## The task:
Reproduce every line from the one holding "find the standing" through the one holding "left=253, top=513, right=387, bottom=627", inclusive, requests included, and shift each box coordinate in the answers by -99. The sample coordinates within the requests stay as they are.

+++ The data +++

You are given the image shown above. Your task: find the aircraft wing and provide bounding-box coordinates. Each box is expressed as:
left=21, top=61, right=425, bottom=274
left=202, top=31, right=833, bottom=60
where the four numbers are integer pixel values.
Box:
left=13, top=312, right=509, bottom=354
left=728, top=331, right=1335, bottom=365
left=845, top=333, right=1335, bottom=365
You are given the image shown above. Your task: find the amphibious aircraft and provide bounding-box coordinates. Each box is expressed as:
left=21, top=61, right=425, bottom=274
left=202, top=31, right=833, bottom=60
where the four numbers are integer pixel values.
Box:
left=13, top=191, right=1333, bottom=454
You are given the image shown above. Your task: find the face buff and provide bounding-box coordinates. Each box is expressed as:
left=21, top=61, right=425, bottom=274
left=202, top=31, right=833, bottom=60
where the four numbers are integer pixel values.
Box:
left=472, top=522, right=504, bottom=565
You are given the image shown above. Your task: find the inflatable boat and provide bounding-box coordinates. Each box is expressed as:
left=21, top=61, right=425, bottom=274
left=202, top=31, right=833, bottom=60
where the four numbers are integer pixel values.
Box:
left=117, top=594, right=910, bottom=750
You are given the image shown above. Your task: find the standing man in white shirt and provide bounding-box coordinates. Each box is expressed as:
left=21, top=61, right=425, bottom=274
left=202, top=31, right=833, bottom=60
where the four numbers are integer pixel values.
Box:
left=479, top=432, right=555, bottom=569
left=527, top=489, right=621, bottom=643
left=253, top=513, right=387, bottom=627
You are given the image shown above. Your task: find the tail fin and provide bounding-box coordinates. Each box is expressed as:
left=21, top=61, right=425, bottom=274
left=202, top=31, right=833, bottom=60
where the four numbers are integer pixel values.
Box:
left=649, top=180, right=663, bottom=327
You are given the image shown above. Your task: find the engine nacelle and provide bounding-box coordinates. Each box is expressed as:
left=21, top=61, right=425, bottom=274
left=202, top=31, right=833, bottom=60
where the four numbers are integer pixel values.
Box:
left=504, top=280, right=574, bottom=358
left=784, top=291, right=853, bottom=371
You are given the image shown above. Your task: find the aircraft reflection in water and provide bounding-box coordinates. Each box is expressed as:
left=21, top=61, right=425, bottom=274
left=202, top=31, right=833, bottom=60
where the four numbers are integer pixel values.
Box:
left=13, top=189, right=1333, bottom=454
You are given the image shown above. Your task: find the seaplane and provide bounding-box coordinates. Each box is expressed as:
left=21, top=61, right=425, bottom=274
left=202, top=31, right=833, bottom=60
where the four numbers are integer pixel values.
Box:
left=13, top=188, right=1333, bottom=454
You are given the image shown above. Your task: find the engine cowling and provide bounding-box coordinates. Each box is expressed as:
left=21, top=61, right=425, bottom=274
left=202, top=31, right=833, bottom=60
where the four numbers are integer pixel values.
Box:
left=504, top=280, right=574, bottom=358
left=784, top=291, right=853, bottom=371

+++

## The answer:
You are given the image shown above. Your task: find the standing man in white shirt and provide bounding-box coordinates. Each box is expressed as:
left=21, top=61, right=425, bottom=274
left=202, top=31, right=833, bottom=60
where the four numbers are integer pixel values.
Box:
left=380, top=333, right=456, bottom=470
left=428, top=390, right=522, bottom=544
left=154, top=414, right=288, bottom=528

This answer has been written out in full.